* Given entries *
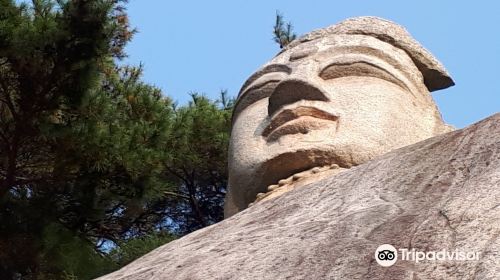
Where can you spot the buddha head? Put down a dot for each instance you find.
(339, 95)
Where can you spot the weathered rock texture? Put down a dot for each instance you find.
(441, 193)
(339, 95)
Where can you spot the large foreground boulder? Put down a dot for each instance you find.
(439, 194)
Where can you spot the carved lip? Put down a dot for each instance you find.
(300, 119)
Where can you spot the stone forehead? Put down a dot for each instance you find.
(435, 75)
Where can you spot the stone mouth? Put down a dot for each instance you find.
(298, 119)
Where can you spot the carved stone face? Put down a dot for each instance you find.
(342, 98)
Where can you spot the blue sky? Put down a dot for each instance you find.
(206, 46)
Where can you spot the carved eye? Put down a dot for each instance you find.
(254, 94)
(363, 69)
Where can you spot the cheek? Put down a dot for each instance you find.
(379, 115)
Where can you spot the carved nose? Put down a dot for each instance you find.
(291, 91)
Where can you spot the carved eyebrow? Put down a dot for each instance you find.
(268, 69)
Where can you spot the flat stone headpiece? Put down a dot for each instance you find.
(435, 75)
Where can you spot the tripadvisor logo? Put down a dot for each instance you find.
(387, 255)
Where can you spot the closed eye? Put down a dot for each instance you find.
(359, 68)
(254, 94)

* What you need to do *
Reproduce the listing from the "Where can you spot the flat" line onward, verbatim.

* Answer for the task *
Where can you spot the flat stone headpiece? Put down a dot for each instance you find.
(435, 75)
Where can you spot the tripadvisor logo? Put down a dot for each instance you find.
(387, 255)
Where can you spot the closed eye? Put down a dot for each instance you find.
(359, 68)
(254, 94)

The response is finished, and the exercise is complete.